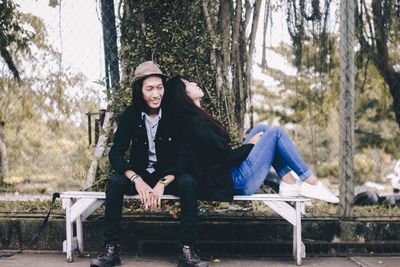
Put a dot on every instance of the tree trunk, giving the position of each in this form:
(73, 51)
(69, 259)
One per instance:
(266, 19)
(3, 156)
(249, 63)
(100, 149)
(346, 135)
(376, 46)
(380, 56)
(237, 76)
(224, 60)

...

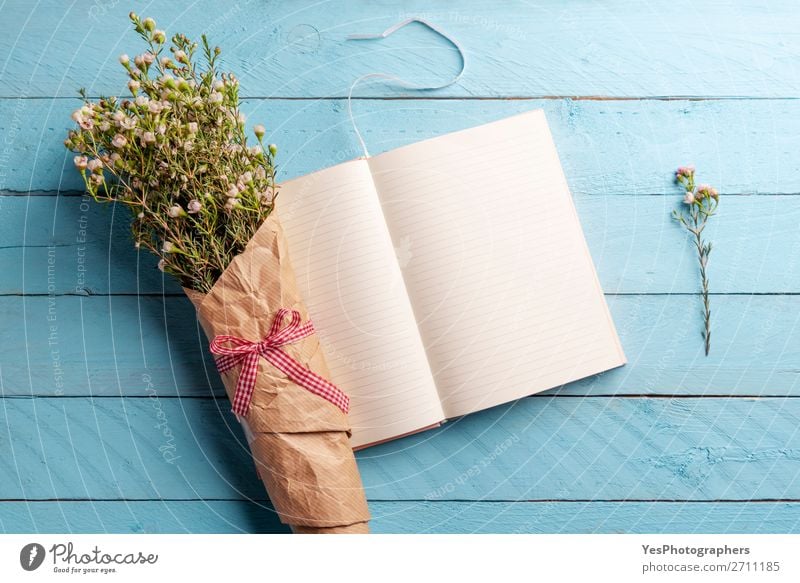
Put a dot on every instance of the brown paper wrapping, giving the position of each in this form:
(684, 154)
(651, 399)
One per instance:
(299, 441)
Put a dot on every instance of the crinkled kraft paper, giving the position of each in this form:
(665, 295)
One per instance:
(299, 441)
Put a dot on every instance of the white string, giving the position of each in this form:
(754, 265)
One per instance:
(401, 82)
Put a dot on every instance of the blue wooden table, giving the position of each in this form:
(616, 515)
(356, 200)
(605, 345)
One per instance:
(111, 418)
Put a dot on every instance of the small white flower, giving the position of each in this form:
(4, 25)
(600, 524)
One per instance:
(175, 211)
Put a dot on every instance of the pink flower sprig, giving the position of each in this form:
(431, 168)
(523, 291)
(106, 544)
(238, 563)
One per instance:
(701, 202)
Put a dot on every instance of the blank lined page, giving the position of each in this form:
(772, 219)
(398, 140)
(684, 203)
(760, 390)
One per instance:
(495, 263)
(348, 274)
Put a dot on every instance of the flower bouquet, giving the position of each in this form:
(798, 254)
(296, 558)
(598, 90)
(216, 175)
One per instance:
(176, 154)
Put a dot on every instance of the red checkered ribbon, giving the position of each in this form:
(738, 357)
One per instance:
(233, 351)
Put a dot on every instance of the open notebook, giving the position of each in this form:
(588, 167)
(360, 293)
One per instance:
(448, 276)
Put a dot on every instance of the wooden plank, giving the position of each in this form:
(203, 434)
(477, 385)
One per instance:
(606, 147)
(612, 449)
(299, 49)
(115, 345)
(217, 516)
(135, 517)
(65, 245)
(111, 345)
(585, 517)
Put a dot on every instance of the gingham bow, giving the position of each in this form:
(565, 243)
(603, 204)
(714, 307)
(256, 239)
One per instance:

...

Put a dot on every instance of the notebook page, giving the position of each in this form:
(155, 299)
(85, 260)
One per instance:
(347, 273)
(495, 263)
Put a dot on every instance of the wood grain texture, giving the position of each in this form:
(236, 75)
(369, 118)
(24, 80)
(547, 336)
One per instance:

Assignment:
As you read the records above, find each line that contains "paper" and copy it.

Answer below:
Put a dot on every instance of the brown paper wrapping, giving the position of each in this form:
Put a dot on every instance of the crinkled kraft paper, giving the position of each in this form:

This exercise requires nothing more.